Text
__________

In 1892, James Naismith officially debuted the game of basketball. Naismith, then a teacher at the YMCA Training School in Springfield, Massachusetts, had invented the game at the end of 1891, and on Jan. 15 the next year, he formally published the rules. In its earliest days, basketball was a pastime for his young students. But the game has evolved since Naismith nailed two empty peach baskets to opposite ends of the gym and lay the groundwork for one of the most popular sports in the world. Most notably, basketball took on a new life and look when it expanded beyond its segregated confines and into more diverse gymnasiums, where people of color and women were allowed to play and impart their own flair.

__________

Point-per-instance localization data
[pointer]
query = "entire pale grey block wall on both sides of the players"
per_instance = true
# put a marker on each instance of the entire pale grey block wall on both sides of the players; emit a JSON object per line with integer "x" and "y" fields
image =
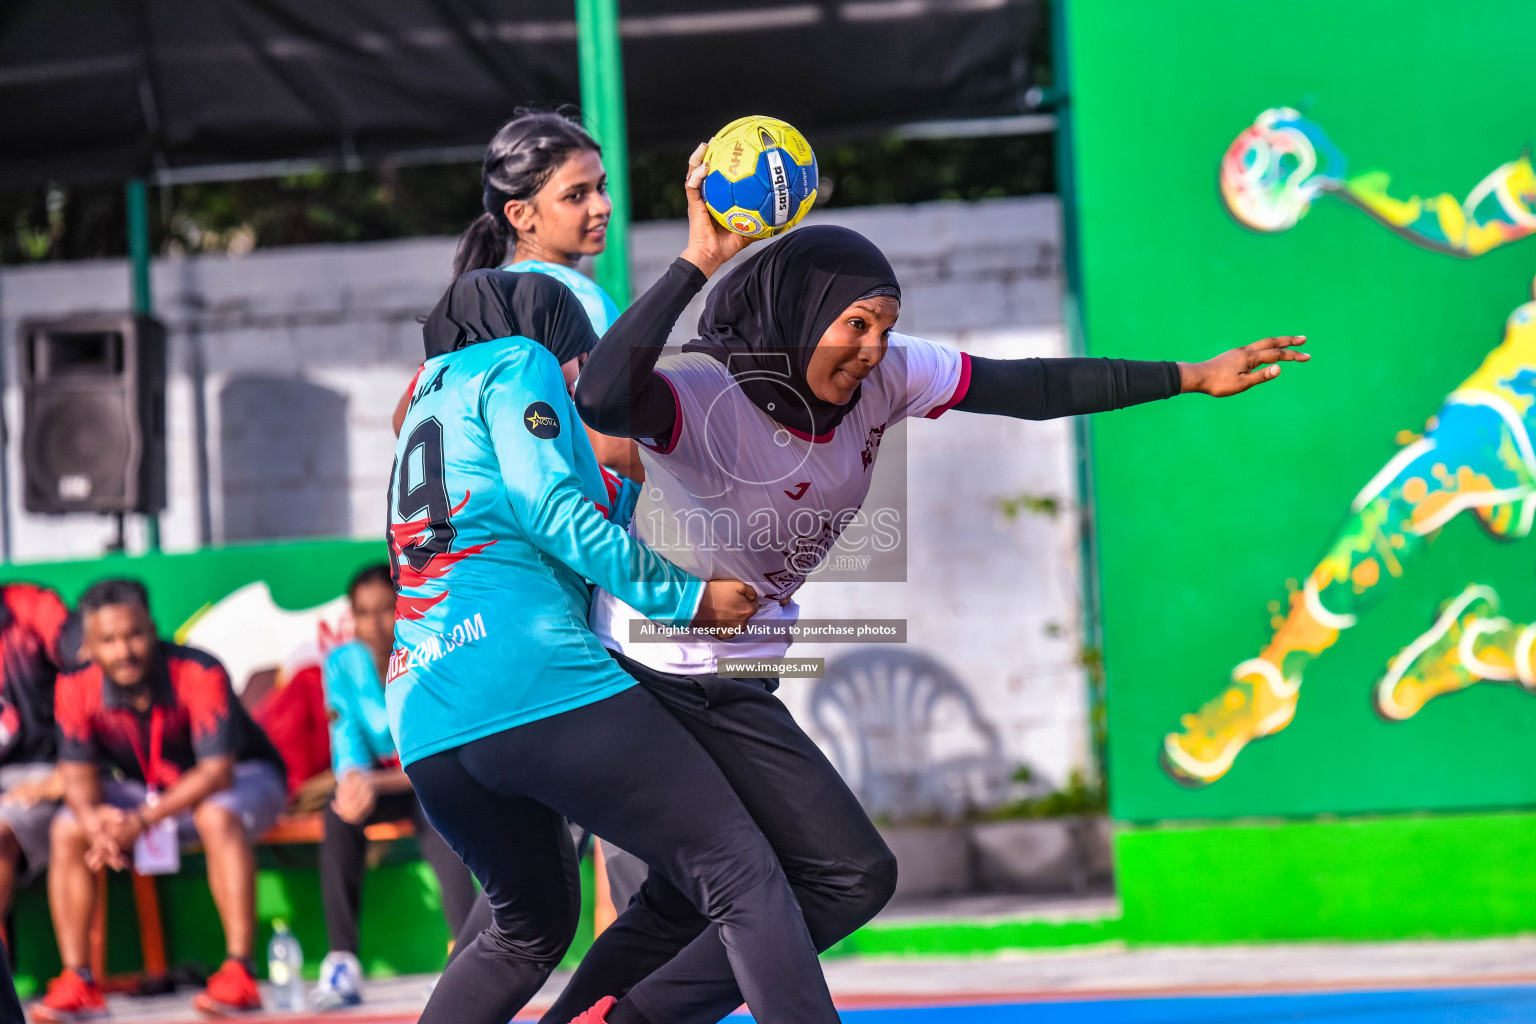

__________

Task directions
Reproduce the passage on basketball's origins above, everything from "In 1892, James" down to "their own flair.".

Task response
In 1892, James Naismith officially debuted the game of basketball. Naismith, then a teacher at the YMCA Training School in Springfield, Massachusetts, had invented the game at the end of 1891, and on Jan. 15 the next year, he formally published the rules. In its earliest days, basketball was a pastime for his young students. But the game has evolved since Naismith nailed two empty peach baskets to opposite ends of the gym and lay the groundwork for one of the most popular sports in the world. Most notably, basketball took on a new life and look when it expanded beyond its segregated confines and into more diverse gymnasiums, where people of color and women were allowed to play and impart their own flair.